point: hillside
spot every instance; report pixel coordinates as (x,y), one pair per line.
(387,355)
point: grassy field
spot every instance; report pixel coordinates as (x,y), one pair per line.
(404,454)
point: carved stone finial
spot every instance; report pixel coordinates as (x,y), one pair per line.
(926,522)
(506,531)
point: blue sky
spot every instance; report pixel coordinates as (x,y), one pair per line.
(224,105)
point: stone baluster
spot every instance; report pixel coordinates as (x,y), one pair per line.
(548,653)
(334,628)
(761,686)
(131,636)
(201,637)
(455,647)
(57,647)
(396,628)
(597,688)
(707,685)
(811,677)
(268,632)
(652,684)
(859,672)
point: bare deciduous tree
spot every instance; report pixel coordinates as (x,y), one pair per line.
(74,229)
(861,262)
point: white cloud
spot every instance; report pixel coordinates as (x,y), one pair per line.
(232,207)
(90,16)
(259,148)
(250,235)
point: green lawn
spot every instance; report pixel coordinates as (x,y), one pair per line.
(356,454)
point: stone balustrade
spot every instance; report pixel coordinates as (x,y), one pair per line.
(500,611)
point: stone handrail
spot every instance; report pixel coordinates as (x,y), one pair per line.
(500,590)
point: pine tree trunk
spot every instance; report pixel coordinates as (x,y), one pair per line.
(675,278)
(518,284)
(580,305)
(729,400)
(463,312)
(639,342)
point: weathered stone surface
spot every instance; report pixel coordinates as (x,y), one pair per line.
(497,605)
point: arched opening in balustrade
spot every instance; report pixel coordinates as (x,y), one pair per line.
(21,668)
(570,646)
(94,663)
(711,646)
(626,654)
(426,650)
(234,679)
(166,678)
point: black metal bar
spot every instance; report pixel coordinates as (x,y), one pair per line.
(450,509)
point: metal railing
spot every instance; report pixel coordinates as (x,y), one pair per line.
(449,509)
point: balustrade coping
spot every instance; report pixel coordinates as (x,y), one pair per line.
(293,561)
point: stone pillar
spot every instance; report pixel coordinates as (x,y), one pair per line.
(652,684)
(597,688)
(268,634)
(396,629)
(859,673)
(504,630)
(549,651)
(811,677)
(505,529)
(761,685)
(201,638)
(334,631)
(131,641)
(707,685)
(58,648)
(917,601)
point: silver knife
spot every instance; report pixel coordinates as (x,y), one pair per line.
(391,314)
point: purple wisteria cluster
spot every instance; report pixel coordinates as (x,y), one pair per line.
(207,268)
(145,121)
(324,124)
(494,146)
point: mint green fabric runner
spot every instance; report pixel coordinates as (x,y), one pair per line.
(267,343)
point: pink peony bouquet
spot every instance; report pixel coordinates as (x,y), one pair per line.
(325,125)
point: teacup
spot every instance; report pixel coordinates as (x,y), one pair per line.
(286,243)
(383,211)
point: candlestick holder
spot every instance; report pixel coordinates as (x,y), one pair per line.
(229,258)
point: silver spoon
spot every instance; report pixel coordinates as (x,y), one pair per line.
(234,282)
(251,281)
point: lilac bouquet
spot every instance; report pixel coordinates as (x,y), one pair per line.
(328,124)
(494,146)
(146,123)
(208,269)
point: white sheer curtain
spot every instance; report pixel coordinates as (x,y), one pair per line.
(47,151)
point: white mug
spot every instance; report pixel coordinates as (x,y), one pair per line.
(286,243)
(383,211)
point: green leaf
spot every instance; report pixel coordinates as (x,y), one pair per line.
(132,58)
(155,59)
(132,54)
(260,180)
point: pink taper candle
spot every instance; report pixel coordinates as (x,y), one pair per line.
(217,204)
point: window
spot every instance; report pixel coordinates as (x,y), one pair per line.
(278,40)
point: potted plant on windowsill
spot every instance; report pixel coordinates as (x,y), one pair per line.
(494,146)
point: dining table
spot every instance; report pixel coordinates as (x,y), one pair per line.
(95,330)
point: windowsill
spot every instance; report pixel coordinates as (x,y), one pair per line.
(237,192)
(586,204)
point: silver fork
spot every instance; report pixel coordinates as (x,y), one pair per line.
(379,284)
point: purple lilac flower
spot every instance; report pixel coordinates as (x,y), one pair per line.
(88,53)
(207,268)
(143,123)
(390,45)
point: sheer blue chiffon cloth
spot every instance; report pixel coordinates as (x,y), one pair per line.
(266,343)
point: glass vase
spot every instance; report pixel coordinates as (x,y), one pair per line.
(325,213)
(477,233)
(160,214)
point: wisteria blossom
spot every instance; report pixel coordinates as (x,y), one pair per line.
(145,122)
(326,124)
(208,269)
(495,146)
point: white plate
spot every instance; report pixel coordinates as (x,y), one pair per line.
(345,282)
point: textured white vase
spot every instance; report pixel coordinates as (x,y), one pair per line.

* Exercise requirements *
Rewrite the records from the line holding "point: windowsill" through the end of the records, inclusive, and keep the requests. Raise every pixel coordinate in the answers by 132.

* Written reply *
point: windowsill
spot every instance; report pixel coordinates as (x,y), one pair per line.
(369,324)
(718,336)
point: silver fork
spot every instance; report pixel coordinates as (x,y), one pair per line.
(511,416)
point: purple lilac flower
spot every instance; report pixel coordinates as (x,y), one pair per line.
(220,185)
(339,400)
(275,255)
(522,177)
point: sheer blue chiffon cloth
spot every instance; report pixel coordinates as (x,y), one pair per line.
(398,475)
point: glass vase
spot every instance; report pixel coordinates as (x,y), one pair per line.
(457,345)
(609,365)
(292,346)
point: wisteria blossom
spot every instance; report pixel coordinates as (x,y), one pair per line.
(277,254)
(458,256)
(340,401)
(627,278)
point: white plate
spot every instance; report pixel coordinates as (x,y), one pair per line.
(477,414)
point: textured white vase
spot every instance; report pixel coordinates as (x,y), one pair per line.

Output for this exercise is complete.